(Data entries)

□ □ □ □ □

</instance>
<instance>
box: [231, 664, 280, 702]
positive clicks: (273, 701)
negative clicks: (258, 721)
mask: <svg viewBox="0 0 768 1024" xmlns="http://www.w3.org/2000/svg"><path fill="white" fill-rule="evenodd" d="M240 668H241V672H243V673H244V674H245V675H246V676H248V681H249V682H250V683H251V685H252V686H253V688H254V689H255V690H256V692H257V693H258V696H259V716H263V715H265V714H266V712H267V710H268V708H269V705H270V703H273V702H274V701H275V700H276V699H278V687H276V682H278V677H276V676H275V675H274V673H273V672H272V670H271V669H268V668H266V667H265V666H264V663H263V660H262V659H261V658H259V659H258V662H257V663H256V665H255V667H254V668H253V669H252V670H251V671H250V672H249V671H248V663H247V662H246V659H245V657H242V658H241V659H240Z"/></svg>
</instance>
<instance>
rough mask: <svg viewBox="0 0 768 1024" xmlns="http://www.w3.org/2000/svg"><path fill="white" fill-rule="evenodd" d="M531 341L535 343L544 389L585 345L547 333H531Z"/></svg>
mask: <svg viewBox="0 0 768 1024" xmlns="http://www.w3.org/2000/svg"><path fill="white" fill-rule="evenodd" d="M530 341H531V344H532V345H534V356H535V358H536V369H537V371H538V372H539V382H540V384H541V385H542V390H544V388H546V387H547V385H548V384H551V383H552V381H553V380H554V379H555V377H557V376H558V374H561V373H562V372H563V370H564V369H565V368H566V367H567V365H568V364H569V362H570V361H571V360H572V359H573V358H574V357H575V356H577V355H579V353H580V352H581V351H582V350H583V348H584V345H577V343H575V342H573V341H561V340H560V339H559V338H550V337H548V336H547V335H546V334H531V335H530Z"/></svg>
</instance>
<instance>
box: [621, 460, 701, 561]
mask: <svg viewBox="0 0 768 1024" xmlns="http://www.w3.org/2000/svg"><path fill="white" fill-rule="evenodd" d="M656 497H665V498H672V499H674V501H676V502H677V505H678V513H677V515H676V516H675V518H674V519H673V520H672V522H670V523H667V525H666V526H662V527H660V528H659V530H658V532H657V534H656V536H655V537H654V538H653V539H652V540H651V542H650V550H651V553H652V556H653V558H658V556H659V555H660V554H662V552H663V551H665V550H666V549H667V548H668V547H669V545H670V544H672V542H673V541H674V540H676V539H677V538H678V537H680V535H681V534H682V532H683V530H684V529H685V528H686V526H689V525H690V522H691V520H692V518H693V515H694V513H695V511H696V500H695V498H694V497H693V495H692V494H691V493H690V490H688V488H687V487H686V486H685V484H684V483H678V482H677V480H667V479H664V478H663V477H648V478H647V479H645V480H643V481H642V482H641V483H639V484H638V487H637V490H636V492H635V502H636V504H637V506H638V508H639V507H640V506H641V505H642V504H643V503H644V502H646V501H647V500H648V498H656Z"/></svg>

□ □ □ □ □

Word for word, quote all of the data above.

</instance>
<instance>
box: [231, 664, 280, 702]
positive clicks: (273, 701)
negative clicks: (258, 721)
mask: <svg viewBox="0 0 768 1024" xmlns="http://www.w3.org/2000/svg"><path fill="white" fill-rule="evenodd" d="M240 668H241V672H243V673H244V674H245V675H246V676H248V681H249V682H250V683H251V685H252V686H253V688H254V689H255V690H256V692H257V693H258V696H259V716H263V715H265V714H266V712H267V710H268V708H269V705H270V703H273V702H274V701H275V700H276V699H278V687H276V682H278V677H276V676H275V675H274V673H273V672H272V670H271V669H268V668H266V667H265V666H264V663H263V660H262V659H261V658H259V659H258V662H257V663H256V665H255V667H254V668H253V669H252V670H251V671H250V672H249V671H248V663H247V662H246V659H245V657H242V658H241V659H240Z"/></svg>
</instance>
<instance>
rough mask: <svg viewBox="0 0 768 1024" xmlns="http://www.w3.org/2000/svg"><path fill="white" fill-rule="evenodd" d="M531 341L535 343L544 389L585 345L547 333H531Z"/></svg>
mask: <svg viewBox="0 0 768 1024" xmlns="http://www.w3.org/2000/svg"><path fill="white" fill-rule="evenodd" d="M530 341H531V344H532V345H534V356H535V358H536V369H537V371H538V372H539V382H540V384H541V385H542V390H544V388H546V387H547V385H548V384H551V383H552V381H553V380H554V379H555V377H557V376H558V374H561V373H562V372H563V370H564V369H565V368H566V367H567V365H568V364H569V362H570V361H571V360H572V359H573V358H574V357H575V356H577V355H579V353H580V352H581V351H582V350H583V348H584V345H577V343H575V342H573V341H561V340H560V339H559V338H550V337H548V336H547V335H546V334H531V335H530Z"/></svg>
</instance>
<instance>
box: [621, 460, 701, 561]
mask: <svg viewBox="0 0 768 1024" xmlns="http://www.w3.org/2000/svg"><path fill="white" fill-rule="evenodd" d="M656 497H665V498H672V499H674V501H676V502H677V505H678V513H677V515H676V516H675V518H674V519H673V520H672V522H670V523H667V525H666V526H662V527H660V528H659V530H658V532H657V534H656V536H655V537H654V538H653V539H652V540H651V542H650V550H651V553H652V556H653V558H658V556H659V555H660V554H662V552H663V551H665V550H666V549H667V548H668V547H669V545H670V544H672V542H673V541H674V540H676V539H677V538H678V537H680V535H681V534H682V532H683V530H684V529H685V528H686V526H689V525H690V522H691V520H692V518H693V515H694V513H695V511H696V500H695V498H694V497H693V495H692V494H691V493H690V490H688V488H687V487H686V486H685V484H684V483H678V482H677V480H667V479H664V478H663V477H648V478H647V479H645V480H643V481H642V482H641V483H639V484H638V487H637V490H636V492H635V502H636V504H637V506H638V508H639V507H640V506H641V505H642V504H643V503H644V502H646V501H647V500H648V498H656Z"/></svg>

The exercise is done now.